[Point localization data]
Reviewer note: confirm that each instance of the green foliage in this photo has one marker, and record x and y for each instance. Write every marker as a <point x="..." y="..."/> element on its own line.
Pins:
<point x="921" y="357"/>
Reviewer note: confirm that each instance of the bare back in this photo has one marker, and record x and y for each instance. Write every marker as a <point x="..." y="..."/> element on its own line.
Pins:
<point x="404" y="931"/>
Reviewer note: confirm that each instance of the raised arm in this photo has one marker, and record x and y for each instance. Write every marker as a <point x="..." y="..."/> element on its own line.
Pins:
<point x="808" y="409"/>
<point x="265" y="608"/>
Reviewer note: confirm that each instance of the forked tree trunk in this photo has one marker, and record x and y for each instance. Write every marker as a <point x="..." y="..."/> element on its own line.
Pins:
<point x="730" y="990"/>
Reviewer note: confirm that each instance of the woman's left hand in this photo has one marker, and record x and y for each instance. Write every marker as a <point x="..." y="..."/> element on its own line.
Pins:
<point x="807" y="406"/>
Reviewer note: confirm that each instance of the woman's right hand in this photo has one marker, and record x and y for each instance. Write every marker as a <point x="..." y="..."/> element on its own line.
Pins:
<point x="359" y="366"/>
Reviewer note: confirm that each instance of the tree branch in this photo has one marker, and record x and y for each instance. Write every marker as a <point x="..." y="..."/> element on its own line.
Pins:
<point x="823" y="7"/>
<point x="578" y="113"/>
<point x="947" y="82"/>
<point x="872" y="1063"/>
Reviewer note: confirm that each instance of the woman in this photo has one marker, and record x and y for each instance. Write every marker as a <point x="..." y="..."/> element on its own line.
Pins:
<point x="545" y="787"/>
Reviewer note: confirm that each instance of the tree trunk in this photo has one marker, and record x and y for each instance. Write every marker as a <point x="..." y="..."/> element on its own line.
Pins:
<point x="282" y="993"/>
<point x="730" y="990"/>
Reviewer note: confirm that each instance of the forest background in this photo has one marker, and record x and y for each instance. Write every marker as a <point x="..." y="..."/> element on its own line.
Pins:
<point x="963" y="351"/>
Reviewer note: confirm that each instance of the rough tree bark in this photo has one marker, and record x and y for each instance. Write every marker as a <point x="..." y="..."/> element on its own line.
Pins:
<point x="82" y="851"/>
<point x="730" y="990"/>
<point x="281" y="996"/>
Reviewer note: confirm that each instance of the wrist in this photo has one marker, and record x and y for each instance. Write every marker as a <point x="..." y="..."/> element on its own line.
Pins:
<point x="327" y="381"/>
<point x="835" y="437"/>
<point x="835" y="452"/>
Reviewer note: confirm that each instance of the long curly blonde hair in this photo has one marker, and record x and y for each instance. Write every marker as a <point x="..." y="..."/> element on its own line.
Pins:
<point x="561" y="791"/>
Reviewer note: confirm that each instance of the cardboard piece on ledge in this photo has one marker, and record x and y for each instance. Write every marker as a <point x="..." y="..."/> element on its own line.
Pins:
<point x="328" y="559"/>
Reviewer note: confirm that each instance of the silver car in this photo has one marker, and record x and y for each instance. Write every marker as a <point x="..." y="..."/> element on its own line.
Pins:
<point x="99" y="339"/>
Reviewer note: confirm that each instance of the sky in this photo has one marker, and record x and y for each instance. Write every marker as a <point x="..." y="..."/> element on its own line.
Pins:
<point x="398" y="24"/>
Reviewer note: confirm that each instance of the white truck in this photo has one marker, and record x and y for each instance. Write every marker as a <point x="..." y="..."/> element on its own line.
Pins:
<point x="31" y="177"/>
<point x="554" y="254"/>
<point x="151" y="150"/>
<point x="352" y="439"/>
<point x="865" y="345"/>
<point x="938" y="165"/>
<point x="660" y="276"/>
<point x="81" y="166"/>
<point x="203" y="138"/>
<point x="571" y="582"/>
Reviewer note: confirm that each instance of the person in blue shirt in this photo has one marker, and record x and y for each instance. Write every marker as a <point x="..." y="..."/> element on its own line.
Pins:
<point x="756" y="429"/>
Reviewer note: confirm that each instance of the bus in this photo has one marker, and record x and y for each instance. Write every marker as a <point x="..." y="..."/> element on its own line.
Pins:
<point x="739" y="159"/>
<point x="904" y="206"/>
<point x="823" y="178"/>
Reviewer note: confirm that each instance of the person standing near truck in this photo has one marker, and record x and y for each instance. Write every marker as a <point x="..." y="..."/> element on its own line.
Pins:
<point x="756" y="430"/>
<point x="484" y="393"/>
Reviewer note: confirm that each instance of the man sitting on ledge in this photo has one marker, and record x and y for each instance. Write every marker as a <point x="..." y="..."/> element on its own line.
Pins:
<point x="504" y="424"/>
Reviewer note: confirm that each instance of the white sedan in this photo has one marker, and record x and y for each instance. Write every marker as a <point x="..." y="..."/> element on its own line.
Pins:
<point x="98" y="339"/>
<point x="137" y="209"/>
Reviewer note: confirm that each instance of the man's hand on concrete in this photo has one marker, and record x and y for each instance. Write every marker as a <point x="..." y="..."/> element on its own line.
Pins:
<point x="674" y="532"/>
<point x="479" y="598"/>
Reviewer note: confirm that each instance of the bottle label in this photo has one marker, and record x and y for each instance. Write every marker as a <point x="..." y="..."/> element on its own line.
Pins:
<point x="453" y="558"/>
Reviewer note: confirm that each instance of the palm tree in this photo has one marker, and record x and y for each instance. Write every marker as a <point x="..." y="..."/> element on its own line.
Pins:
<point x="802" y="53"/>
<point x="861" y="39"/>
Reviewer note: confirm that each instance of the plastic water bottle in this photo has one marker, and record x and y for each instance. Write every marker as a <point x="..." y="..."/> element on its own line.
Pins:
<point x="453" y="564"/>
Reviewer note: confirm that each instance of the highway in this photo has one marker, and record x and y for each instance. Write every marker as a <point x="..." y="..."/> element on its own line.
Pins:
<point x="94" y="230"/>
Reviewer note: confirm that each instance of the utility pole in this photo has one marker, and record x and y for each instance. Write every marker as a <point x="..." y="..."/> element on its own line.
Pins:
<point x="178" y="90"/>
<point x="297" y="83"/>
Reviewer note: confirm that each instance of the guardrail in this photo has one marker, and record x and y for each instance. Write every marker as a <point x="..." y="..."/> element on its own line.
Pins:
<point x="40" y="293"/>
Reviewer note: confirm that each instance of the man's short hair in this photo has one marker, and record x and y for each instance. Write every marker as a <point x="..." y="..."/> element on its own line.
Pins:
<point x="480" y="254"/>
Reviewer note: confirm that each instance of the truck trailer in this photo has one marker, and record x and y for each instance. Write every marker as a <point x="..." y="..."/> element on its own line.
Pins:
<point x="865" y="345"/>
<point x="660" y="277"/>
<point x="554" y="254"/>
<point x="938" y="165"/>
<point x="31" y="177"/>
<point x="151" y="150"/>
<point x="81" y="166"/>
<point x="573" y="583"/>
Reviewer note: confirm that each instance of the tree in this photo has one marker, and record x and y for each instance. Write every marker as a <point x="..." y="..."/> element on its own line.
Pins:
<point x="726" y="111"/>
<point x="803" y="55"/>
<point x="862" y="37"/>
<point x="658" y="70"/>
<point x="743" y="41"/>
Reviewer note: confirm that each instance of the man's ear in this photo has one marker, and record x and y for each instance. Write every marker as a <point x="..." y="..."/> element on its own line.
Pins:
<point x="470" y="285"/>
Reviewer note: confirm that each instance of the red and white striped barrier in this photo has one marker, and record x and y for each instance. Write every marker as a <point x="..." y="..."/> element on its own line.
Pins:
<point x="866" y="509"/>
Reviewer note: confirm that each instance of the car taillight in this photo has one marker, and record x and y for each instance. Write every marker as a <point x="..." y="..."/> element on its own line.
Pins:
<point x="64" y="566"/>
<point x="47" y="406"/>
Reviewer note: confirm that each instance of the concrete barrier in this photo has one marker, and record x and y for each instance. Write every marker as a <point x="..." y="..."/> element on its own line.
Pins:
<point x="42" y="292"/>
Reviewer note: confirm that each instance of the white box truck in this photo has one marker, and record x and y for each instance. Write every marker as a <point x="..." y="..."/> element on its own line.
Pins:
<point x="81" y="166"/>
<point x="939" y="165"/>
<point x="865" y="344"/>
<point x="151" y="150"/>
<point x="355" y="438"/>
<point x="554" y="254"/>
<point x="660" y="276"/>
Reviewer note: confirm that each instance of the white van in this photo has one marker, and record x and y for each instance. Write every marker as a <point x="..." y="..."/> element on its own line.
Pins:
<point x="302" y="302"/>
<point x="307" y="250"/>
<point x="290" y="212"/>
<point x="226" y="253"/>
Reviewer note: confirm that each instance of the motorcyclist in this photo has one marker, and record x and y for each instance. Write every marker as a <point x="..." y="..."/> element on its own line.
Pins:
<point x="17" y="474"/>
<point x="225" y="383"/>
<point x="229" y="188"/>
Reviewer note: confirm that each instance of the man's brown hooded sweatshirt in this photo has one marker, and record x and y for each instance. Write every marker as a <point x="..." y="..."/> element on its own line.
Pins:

Task description: From the entries above, copy every line containing the word "bottle".

Answer for this exercise:
Reviewer note: confirm that each instance of the bottle label in this photo has one marker, and record x and y for each instance. Write every marker as a <point x="..." y="..."/> element on its own line.
Reviewer note: confirm that each instance of the plastic water bottle in this photo has one marker, and record x and y for each instance. Write every marker as a <point x="..." y="..."/> element on its own line.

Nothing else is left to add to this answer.